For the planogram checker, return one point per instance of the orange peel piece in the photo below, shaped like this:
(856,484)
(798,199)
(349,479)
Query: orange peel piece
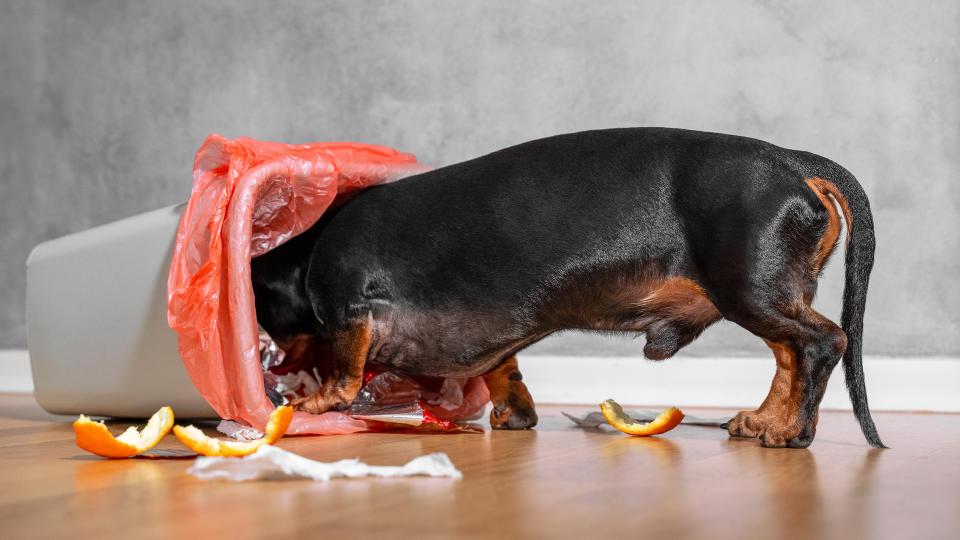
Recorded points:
(194,439)
(94,436)
(663,423)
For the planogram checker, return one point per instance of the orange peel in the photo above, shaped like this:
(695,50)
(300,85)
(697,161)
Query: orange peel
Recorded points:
(94,436)
(194,439)
(663,423)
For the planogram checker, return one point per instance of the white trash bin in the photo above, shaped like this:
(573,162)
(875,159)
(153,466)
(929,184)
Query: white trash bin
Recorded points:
(97,322)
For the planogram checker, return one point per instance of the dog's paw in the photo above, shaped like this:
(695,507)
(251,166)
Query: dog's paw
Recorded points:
(747,424)
(507,415)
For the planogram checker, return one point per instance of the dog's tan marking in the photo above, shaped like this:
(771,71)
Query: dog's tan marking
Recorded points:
(350,348)
(822,188)
(681,299)
(781,408)
(513,406)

• • • •

# WHAT THE EXERCISE ASKS
When a line in the listing has the word "trash", return that line.

# SOLUTION FOR THIS TASK
For the planogram checker, return one point per instance of the white trash bin in the photo above, shaped like this:
Query: white trash bin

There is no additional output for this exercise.